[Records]
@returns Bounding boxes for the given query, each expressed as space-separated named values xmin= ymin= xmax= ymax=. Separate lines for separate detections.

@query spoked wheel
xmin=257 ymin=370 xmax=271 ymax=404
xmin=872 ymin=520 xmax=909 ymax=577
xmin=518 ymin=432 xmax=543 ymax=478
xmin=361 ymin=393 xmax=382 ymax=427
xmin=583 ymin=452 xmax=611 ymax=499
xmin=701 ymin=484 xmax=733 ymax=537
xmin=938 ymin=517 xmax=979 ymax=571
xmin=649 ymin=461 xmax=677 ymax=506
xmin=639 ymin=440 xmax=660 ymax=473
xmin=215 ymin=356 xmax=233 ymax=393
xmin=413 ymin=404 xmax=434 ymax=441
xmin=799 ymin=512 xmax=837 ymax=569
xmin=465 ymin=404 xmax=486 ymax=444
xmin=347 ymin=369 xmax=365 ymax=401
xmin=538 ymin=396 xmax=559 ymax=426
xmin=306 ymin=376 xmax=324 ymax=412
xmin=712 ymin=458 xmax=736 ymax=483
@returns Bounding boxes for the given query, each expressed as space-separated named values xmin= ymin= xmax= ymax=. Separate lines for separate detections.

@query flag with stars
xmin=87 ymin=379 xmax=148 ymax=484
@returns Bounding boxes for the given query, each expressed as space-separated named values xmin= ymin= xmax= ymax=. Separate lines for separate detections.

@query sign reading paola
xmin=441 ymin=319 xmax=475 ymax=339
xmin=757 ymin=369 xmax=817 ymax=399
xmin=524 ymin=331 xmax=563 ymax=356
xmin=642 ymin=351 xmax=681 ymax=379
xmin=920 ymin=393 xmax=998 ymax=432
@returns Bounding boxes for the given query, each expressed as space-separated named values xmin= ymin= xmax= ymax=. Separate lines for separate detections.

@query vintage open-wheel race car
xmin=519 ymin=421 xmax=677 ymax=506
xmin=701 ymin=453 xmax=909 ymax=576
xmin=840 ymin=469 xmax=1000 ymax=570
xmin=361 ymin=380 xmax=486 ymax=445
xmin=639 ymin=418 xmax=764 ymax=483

**Aim**: Word for word, quote all of the data above.

**Response to the exercise**:
@returns Bounding boxes for the given query, each expressed as space-separated named values xmin= ymin= xmax= ymax=. Separate lines for separate detections.

@query spoked wheel
xmin=257 ymin=370 xmax=271 ymax=404
xmin=872 ymin=520 xmax=909 ymax=577
xmin=518 ymin=432 xmax=543 ymax=478
xmin=361 ymin=393 xmax=382 ymax=427
xmin=583 ymin=452 xmax=611 ymax=499
xmin=701 ymin=484 xmax=733 ymax=537
xmin=938 ymin=517 xmax=979 ymax=571
xmin=649 ymin=461 xmax=677 ymax=506
xmin=639 ymin=440 xmax=660 ymax=473
xmin=215 ymin=356 xmax=233 ymax=393
xmin=413 ymin=404 xmax=434 ymax=441
xmin=799 ymin=512 xmax=837 ymax=569
xmin=465 ymin=404 xmax=486 ymax=444
xmin=347 ymin=369 xmax=365 ymax=401
xmin=538 ymin=396 xmax=559 ymax=426
xmin=306 ymin=376 xmax=324 ymax=412
xmin=712 ymin=458 xmax=736 ymax=483
@returns Bounding boxes for the given query, each expressed as space-separated named values xmin= ymin= xmax= ymax=. Separate lines for separate detections.

@query flag with stars
xmin=87 ymin=379 xmax=148 ymax=484
@returns Bounding boxes for the given query, each expressed as space-separated named values xmin= ymin= xmax= ymax=. Separate lines for separate detections.

@query sign reading paola
xmin=441 ymin=319 xmax=475 ymax=339
xmin=757 ymin=369 xmax=817 ymax=399
xmin=524 ymin=331 xmax=563 ymax=356
xmin=642 ymin=351 xmax=681 ymax=379
xmin=920 ymin=393 xmax=998 ymax=432
@returns Bounding boxes for the given query, each expressed as space-separated named values xmin= ymin= xmax= ymax=. Separate lines for separate detections.

@query vintage open-wheel race car
xmin=519 ymin=421 xmax=677 ymax=506
xmin=701 ymin=453 xmax=909 ymax=576
xmin=840 ymin=469 xmax=1000 ymax=570
xmin=361 ymin=380 xmax=486 ymax=445
xmin=639 ymin=418 xmax=764 ymax=483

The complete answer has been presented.